● RECORDS SUPPLIED:
=======

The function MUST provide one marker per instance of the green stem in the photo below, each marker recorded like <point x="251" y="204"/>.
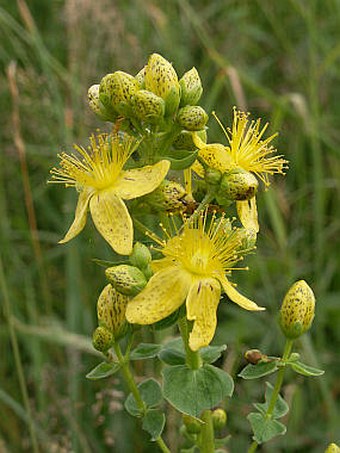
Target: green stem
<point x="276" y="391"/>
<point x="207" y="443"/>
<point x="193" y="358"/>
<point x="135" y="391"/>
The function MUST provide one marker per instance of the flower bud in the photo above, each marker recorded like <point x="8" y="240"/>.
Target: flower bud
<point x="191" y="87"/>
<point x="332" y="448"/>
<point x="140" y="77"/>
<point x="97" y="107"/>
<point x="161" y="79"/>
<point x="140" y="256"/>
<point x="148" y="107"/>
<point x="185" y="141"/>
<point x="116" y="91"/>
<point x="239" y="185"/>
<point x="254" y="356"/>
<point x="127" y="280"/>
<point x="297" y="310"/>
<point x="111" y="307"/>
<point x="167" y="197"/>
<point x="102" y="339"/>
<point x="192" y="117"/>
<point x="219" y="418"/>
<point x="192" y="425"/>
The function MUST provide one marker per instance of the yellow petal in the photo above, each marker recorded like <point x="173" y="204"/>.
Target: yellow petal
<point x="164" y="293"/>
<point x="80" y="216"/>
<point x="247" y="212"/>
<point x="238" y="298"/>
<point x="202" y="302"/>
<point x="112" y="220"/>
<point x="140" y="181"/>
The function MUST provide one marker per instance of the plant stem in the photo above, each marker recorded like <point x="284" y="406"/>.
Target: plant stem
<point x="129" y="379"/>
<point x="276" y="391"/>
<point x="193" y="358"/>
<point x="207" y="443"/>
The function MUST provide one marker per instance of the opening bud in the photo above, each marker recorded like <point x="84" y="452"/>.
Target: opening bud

=======

● WHAT THIS TASK INVOLVES:
Output the lines, exactly: the first line of the entries above, every line after it, and the line with "The function MUST provide one marker per instance of the flower" as the last. No pictures.

● WRITTEN ANSWER:
The function MUST provide one marker per instance of the green stem in the photo below, each marker recorded like <point x="251" y="204"/>.
Target: green stem
<point x="276" y="391"/>
<point x="207" y="443"/>
<point x="193" y="358"/>
<point x="135" y="391"/>
The function MUST provide one marker per instance of the flower bud in the photo above, each marker recorded like <point x="8" y="240"/>.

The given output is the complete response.